"""

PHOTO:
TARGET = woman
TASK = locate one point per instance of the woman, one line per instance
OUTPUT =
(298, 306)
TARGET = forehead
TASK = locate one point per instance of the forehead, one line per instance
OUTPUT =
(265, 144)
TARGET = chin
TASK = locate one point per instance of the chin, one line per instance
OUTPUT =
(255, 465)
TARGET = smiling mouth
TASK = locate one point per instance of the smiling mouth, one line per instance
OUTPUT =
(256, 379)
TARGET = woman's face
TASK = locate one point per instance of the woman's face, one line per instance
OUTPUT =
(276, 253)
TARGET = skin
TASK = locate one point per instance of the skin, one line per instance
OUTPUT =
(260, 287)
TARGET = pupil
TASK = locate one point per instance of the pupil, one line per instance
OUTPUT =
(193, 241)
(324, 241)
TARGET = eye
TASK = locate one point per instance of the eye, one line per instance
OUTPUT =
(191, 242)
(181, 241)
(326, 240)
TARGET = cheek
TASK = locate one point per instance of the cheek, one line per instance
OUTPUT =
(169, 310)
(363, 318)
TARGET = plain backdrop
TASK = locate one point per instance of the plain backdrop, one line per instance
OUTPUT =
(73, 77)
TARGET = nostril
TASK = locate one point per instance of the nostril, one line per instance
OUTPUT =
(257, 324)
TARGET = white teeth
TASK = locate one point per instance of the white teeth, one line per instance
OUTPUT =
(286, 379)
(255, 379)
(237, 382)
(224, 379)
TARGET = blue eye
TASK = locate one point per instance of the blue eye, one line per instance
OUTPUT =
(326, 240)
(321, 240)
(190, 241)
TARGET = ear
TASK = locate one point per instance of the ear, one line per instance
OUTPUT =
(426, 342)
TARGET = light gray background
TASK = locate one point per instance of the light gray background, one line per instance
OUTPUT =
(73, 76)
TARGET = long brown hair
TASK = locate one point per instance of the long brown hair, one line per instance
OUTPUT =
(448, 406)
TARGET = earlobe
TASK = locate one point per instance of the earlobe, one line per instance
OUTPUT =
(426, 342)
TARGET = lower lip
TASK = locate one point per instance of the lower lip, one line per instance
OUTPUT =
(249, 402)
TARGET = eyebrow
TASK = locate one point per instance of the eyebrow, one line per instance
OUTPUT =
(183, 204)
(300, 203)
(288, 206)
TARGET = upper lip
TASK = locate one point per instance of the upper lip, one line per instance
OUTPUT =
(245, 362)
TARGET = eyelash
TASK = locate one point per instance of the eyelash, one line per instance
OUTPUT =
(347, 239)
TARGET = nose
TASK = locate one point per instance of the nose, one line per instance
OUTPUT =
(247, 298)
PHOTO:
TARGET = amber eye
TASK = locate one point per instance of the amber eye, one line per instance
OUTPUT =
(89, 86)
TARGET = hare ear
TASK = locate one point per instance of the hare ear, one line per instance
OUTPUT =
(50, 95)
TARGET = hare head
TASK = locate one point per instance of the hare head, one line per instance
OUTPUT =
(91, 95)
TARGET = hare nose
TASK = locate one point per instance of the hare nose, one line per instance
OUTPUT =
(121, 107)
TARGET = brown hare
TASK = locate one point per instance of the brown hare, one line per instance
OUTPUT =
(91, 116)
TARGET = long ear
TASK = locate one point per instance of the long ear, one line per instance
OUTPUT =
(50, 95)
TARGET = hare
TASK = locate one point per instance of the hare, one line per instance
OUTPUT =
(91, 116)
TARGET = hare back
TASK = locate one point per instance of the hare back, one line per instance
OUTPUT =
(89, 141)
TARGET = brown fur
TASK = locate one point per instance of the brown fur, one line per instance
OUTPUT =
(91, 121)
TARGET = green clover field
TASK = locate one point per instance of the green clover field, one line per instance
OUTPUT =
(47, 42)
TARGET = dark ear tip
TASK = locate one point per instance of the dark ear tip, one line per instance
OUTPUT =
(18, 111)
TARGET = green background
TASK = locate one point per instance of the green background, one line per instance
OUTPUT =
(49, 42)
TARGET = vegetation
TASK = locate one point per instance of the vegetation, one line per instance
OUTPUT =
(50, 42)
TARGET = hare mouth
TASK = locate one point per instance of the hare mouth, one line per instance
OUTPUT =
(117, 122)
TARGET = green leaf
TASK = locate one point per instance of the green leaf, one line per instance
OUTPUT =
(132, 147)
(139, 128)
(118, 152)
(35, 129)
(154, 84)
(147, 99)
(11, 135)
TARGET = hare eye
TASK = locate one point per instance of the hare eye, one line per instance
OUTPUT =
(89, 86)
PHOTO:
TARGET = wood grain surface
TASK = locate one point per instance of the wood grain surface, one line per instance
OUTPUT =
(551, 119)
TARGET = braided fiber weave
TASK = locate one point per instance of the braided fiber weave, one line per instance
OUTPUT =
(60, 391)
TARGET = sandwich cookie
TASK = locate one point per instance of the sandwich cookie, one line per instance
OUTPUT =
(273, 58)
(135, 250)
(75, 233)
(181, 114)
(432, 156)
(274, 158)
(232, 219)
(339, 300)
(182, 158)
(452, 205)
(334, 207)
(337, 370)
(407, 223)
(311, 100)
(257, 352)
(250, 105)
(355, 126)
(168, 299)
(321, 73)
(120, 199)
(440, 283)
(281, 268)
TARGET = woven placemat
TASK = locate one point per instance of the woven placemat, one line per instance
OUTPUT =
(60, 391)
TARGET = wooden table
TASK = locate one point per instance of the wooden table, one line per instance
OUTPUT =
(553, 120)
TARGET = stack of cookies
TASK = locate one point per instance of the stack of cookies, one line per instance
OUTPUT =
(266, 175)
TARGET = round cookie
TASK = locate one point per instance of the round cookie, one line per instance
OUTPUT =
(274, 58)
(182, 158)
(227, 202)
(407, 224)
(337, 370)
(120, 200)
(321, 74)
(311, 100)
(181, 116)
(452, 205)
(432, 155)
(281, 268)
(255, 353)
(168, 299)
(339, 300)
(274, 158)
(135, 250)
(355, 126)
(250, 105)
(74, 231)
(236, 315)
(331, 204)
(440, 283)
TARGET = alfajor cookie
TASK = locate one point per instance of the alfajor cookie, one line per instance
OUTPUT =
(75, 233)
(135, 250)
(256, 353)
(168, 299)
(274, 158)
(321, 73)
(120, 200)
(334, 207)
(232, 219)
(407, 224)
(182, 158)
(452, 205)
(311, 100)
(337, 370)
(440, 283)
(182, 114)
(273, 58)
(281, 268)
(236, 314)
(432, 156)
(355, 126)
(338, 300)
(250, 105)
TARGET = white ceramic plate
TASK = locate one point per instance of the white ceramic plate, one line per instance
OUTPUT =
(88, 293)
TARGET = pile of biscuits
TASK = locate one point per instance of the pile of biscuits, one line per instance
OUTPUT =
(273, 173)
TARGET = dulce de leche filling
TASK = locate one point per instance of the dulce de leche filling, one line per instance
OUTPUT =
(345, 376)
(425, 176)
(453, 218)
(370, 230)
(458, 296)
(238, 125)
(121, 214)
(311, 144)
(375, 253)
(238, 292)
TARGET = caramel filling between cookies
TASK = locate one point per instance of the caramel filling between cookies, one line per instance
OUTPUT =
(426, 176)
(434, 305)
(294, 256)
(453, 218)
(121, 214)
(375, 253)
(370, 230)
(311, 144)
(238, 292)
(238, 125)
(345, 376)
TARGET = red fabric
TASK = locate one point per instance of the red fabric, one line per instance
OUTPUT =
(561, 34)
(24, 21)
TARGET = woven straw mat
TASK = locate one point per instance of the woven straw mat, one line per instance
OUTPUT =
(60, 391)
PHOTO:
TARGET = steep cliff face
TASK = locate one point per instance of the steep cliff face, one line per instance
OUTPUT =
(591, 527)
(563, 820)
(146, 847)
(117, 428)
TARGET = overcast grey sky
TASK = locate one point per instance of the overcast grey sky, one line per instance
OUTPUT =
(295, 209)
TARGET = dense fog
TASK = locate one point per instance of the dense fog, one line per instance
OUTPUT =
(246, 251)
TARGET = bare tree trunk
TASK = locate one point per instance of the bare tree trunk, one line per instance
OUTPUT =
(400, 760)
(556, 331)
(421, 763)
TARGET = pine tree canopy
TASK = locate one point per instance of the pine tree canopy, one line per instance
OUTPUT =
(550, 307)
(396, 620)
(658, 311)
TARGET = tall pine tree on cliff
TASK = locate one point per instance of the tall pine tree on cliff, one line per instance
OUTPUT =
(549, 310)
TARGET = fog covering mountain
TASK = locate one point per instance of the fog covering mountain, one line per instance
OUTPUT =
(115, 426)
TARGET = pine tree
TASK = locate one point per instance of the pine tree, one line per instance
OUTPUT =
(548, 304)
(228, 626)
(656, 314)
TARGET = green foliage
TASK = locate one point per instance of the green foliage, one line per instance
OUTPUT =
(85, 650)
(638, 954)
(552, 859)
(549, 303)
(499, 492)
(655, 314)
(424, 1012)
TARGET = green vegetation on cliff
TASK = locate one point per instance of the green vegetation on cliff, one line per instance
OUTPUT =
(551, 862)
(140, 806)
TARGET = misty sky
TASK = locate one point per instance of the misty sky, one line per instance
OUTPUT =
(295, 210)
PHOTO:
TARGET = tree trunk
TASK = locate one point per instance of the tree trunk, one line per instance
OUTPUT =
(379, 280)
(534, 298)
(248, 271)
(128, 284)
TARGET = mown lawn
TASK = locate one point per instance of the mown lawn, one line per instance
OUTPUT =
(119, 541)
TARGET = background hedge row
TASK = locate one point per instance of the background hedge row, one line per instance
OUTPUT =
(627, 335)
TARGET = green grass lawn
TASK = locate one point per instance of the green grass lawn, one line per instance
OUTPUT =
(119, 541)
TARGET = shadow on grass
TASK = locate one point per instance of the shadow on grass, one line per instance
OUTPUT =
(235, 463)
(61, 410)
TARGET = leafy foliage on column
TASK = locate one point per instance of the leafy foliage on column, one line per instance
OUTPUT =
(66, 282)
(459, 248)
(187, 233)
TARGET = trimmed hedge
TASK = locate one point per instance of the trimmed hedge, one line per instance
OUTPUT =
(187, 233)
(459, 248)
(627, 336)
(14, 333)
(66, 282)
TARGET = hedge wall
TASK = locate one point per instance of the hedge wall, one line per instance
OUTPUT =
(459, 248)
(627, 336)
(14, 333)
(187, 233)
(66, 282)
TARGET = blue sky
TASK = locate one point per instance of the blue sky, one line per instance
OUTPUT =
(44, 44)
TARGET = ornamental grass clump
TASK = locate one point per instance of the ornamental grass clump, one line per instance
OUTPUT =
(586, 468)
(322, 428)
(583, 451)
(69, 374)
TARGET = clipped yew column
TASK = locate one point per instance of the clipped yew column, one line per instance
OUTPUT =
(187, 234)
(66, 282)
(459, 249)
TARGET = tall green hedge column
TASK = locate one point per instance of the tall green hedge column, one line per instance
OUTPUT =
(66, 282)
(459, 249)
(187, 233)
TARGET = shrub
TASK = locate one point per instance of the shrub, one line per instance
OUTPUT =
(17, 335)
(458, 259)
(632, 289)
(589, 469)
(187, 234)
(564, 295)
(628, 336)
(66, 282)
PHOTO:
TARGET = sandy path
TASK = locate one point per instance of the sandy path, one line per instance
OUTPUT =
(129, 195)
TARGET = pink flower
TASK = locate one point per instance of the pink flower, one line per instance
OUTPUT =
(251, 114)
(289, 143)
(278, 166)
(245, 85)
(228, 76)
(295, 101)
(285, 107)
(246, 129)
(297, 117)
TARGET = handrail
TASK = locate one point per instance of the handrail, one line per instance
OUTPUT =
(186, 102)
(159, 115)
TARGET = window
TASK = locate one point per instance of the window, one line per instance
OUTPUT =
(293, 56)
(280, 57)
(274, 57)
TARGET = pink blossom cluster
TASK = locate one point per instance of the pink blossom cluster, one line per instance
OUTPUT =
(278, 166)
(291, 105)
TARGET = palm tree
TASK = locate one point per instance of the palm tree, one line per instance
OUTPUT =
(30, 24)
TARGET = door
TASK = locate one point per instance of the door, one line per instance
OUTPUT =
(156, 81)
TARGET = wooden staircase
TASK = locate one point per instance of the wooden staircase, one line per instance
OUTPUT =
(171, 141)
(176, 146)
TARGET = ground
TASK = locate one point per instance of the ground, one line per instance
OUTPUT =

"""

- PROBLEM TO WORK ON
Rewrite the items starting with the line that contains "TARGET = window" and going on through the end of the items, switching "palm tree" to "coconut palm" and leaving everything else unchanged.

- OUTPUT FOR THIS EXERCISE
TARGET = window
TASK = locate one point per instance of the window, one line per instance
OUTPUT =
(293, 56)
(280, 57)
(274, 57)
TARGET = pink blossom cluster
TASK = locate one point per instance of the pink blossom cluster, one line per instance
OUTPUT =
(278, 166)
(291, 105)
TARGET = coconut palm
TASK = locate one point per instance of the coconut palm, one line per instance
OUTPUT =
(30, 24)
TARGET = door
TASK = locate one point per instance of the door, one line per instance
OUTPUT =
(156, 81)
TARGET = wooden staircase
TASK = locate one point per instance of the wooden staircase, one line per instance
OUTPUT =
(171, 141)
(176, 146)
TARGET = ground
TASK = locate one point per instance of the ground, one line per instance
OUTPUT =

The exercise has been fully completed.